§ **The problem**
Count the lines in the entries below that contain the string "instance", and reply with that number alone.

[Records of labeled points]
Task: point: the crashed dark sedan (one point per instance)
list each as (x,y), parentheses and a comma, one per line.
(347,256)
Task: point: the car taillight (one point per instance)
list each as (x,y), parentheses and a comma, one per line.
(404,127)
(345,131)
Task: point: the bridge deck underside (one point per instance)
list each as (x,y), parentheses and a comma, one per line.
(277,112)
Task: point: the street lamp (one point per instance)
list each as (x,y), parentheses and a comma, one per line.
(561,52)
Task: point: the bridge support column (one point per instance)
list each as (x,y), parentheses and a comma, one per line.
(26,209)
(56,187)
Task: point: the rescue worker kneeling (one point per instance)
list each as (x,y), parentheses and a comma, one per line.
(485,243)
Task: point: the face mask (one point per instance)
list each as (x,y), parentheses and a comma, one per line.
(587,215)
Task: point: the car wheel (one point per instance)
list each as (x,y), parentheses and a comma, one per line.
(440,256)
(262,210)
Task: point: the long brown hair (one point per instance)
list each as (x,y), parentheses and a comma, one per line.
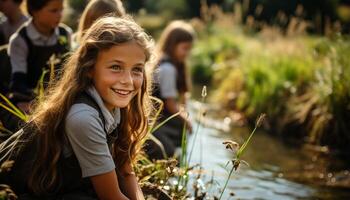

§ **Correct answer**
9